→ RELACIÓN DEL MATERIAL:

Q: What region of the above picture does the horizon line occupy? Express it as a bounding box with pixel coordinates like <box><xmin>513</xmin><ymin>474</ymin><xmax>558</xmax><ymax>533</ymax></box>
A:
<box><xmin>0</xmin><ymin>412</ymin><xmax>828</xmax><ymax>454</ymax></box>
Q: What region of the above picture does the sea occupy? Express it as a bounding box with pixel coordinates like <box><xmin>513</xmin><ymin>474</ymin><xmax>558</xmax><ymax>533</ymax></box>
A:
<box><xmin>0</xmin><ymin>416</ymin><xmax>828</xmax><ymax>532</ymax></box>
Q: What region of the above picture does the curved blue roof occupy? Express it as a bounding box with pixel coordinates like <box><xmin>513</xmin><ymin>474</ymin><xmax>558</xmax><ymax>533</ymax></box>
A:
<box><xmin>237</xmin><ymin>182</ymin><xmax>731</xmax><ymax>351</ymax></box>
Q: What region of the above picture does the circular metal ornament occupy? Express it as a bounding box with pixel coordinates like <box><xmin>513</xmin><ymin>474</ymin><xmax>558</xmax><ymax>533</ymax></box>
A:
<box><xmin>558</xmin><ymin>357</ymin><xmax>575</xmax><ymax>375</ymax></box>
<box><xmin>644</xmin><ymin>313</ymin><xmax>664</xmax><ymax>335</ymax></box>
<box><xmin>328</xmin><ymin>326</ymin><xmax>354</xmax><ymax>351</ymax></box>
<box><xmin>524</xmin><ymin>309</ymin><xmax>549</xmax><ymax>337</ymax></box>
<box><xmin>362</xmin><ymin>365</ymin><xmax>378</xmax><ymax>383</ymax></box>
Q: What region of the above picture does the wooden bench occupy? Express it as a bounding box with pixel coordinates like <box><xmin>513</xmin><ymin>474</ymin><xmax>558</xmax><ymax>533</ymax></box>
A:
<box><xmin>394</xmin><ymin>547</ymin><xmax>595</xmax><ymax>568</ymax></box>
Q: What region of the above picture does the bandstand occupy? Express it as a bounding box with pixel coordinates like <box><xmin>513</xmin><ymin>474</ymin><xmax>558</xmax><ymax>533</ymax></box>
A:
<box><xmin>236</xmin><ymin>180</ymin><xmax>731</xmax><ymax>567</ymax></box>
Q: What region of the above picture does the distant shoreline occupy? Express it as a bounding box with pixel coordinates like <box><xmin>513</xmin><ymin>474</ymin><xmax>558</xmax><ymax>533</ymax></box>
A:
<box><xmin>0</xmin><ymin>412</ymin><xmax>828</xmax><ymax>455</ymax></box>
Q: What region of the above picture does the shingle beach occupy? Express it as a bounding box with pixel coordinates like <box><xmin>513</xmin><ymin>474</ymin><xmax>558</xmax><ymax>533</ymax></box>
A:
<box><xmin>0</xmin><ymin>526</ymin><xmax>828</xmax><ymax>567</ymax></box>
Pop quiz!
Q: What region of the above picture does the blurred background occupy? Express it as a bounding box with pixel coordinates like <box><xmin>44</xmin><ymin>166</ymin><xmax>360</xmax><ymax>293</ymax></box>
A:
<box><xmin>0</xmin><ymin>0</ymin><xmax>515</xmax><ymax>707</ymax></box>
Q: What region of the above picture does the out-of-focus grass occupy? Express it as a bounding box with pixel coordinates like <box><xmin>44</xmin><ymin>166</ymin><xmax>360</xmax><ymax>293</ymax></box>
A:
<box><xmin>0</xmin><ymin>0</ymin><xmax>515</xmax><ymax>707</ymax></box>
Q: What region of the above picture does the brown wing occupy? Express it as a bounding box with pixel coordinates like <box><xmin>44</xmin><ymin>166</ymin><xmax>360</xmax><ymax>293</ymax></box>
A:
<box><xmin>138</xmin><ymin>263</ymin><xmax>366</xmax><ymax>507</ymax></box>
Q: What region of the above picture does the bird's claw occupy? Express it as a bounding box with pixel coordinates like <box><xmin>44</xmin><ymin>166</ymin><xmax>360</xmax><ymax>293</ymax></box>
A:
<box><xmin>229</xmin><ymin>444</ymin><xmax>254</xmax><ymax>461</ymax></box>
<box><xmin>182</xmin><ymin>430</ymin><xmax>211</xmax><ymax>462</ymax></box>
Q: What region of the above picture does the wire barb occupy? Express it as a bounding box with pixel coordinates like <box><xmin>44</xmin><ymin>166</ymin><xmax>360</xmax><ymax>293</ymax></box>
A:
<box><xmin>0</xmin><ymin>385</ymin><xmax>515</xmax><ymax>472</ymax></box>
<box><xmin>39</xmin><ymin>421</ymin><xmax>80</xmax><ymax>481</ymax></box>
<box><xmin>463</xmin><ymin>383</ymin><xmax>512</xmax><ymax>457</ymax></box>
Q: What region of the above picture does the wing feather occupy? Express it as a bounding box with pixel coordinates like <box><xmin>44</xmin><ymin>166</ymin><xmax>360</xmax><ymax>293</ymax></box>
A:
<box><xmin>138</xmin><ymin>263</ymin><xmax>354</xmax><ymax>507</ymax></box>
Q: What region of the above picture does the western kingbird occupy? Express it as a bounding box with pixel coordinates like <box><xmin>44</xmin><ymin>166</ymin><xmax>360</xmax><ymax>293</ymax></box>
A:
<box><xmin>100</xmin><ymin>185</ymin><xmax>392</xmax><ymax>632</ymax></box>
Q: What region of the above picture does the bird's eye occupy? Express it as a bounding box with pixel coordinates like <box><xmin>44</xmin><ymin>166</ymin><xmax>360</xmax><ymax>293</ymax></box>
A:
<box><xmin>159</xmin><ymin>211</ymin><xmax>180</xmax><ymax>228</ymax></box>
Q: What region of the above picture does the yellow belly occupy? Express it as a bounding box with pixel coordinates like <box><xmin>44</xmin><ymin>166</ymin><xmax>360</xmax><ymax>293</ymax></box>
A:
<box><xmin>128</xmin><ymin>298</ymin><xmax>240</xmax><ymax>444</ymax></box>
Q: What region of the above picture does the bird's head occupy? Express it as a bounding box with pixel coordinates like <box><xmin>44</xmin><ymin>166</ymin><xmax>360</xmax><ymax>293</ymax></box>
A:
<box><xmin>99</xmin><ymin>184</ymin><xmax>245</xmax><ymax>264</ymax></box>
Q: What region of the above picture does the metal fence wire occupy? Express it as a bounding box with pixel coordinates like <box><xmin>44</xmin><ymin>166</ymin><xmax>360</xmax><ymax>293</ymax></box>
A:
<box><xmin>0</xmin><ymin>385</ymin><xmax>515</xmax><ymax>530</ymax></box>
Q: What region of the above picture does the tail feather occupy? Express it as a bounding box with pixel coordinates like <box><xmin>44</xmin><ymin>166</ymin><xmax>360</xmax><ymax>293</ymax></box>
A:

→ OBJETIVO DEL EJERCICIO: Copia de nuevo todo el material anterior, línea por línea y sin alterar nada.

→ EJERCICIO RESUELTO:
Q: What region of the above picture does the horizon line occupy? Express it as a bounding box with pixel coordinates like <box><xmin>513</xmin><ymin>474</ymin><xmax>558</xmax><ymax>533</ymax></box>
A:
<box><xmin>0</xmin><ymin>412</ymin><xmax>828</xmax><ymax>454</ymax></box>
Q: What region of the above picture does the sea occupy? Express it as a bounding box with pixel coordinates like <box><xmin>513</xmin><ymin>474</ymin><xmax>558</xmax><ymax>533</ymax></box>
A:
<box><xmin>0</xmin><ymin>416</ymin><xmax>828</xmax><ymax>532</ymax></box>
Q: What region of the above picture does the curved blue roof occupy? Express it as a bounding box with pixel coordinates like <box><xmin>513</xmin><ymin>474</ymin><xmax>558</xmax><ymax>533</ymax></box>
A:
<box><xmin>237</xmin><ymin>182</ymin><xmax>731</xmax><ymax>351</ymax></box>
Q: What region of the above picture does the circular metal ornament occupy? Express it as a bounding box with pixel coordinates like <box><xmin>513</xmin><ymin>474</ymin><xmax>558</xmax><ymax>533</ymax></box>
A:
<box><xmin>558</xmin><ymin>357</ymin><xmax>575</xmax><ymax>375</ymax></box>
<box><xmin>644</xmin><ymin>313</ymin><xmax>664</xmax><ymax>335</ymax></box>
<box><xmin>328</xmin><ymin>326</ymin><xmax>354</xmax><ymax>351</ymax></box>
<box><xmin>524</xmin><ymin>309</ymin><xmax>549</xmax><ymax>337</ymax></box>
<box><xmin>362</xmin><ymin>365</ymin><xmax>378</xmax><ymax>383</ymax></box>
Q: What region of the above picture does the wooden bench occupy? Express it as a bounding box with pixel coordinates like <box><xmin>513</xmin><ymin>474</ymin><xmax>558</xmax><ymax>533</ymax></box>
A:
<box><xmin>394</xmin><ymin>547</ymin><xmax>595</xmax><ymax>568</ymax></box>
Q: What region of the above picture does the bandstand occupy? Express it as a bounding box with pixel coordinates like <box><xmin>513</xmin><ymin>474</ymin><xmax>558</xmax><ymax>533</ymax></box>
A:
<box><xmin>236</xmin><ymin>180</ymin><xmax>731</xmax><ymax>567</ymax></box>
Q: What region of the above picture does the distant shoreline occupy? Express it as a bounding box with pixel coordinates like <box><xmin>513</xmin><ymin>474</ymin><xmax>558</xmax><ymax>533</ymax></box>
A:
<box><xmin>0</xmin><ymin>412</ymin><xmax>828</xmax><ymax>455</ymax></box>
Q: What region of the above picture does the shingle beach occupy? Express it as a bounding box with pixel coordinates like <box><xmin>513</xmin><ymin>474</ymin><xmax>558</xmax><ymax>533</ymax></box>
A:
<box><xmin>0</xmin><ymin>526</ymin><xmax>828</xmax><ymax>567</ymax></box>
Pop quiz!
Q: What region of the above picture does the blurred background occupy? Express it as a bounding box with pixel coordinates like <box><xmin>44</xmin><ymin>166</ymin><xmax>360</xmax><ymax>293</ymax></box>
A:
<box><xmin>0</xmin><ymin>0</ymin><xmax>515</xmax><ymax>707</ymax></box>
Q: What region of the above picture does the out-of-focus grass occupy? Express it as a bounding box with pixel coordinates like <box><xmin>44</xmin><ymin>166</ymin><xmax>360</xmax><ymax>293</ymax></box>
A:
<box><xmin>0</xmin><ymin>0</ymin><xmax>515</xmax><ymax>707</ymax></box>
Q: What region of the above picture does the brown wing occupy? Express it as a bounding box with pixel coordinates like <box><xmin>44</xmin><ymin>166</ymin><xmax>360</xmax><ymax>293</ymax></box>
A:
<box><xmin>138</xmin><ymin>263</ymin><xmax>366</xmax><ymax>507</ymax></box>
Q: What region of the above picture does the bird's claw occupy? Express it as a bounding box with pixel coordinates like <box><xmin>44</xmin><ymin>166</ymin><xmax>360</xmax><ymax>293</ymax></box>
A:
<box><xmin>229</xmin><ymin>444</ymin><xmax>254</xmax><ymax>461</ymax></box>
<box><xmin>182</xmin><ymin>430</ymin><xmax>211</xmax><ymax>462</ymax></box>
Q: What region of the above picture does the wire barb occupy? Express it as a bounding box with pixel coordinates like <box><xmin>44</xmin><ymin>166</ymin><xmax>360</xmax><ymax>293</ymax></box>
A:
<box><xmin>0</xmin><ymin>385</ymin><xmax>515</xmax><ymax>472</ymax></box>
<box><xmin>39</xmin><ymin>421</ymin><xmax>80</xmax><ymax>481</ymax></box>
<box><xmin>463</xmin><ymin>383</ymin><xmax>512</xmax><ymax>457</ymax></box>
Q: What region of the above picture does the wing feather occupy? Express it as a bounding box with pixel coordinates like <box><xmin>44</xmin><ymin>166</ymin><xmax>360</xmax><ymax>293</ymax></box>
A:
<box><xmin>138</xmin><ymin>263</ymin><xmax>354</xmax><ymax>507</ymax></box>
Q: What region of the above picture does the western kingbird occupy? Express it as a bounding box with pixel coordinates like <box><xmin>44</xmin><ymin>166</ymin><xmax>360</xmax><ymax>293</ymax></box>
A:
<box><xmin>100</xmin><ymin>185</ymin><xmax>392</xmax><ymax>632</ymax></box>
Q: What region of the above picture does the bird's eye occupy? Express it as a bounding box with pixel coordinates like <box><xmin>44</xmin><ymin>166</ymin><xmax>360</xmax><ymax>293</ymax></box>
A:
<box><xmin>159</xmin><ymin>211</ymin><xmax>180</xmax><ymax>228</ymax></box>
Q: What region of the above picture does the yellow belly occupy? Express it as a bounding box with pixel coordinates like <box><xmin>44</xmin><ymin>166</ymin><xmax>360</xmax><ymax>293</ymax></box>
A:
<box><xmin>128</xmin><ymin>298</ymin><xmax>240</xmax><ymax>444</ymax></box>
Q: What region of the above picture does the bird's head occupy? Express it as a bounding box with pixel coordinates like <box><xmin>44</xmin><ymin>166</ymin><xmax>360</xmax><ymax>293</ymax></box>
A:
<box><xmin>99</xmin><ymin>184</ymin><xmax>245</xmax><ymax>264</ymax></box>
Q: What region of the above picture does the metal fence wire occupy? Express it as a bounding box with pixel coordinates like <box><xmin>44</xmin><ymin>166</ymin><xmax>360</xmax><ymax>293</ymax></box>
A:
<box><xmin>0</xmin><ymin>385</ymin><xmax>515</xmax><ymax>530</ymax></box>
Q: What region of the above picture does the tail feather occupy? Express it as a bounding box with pixel coordinates like <box><xmin>44</xmin><ymin>166</ymin><xmax>360</xmax><ymax>293</ymax></box>
A:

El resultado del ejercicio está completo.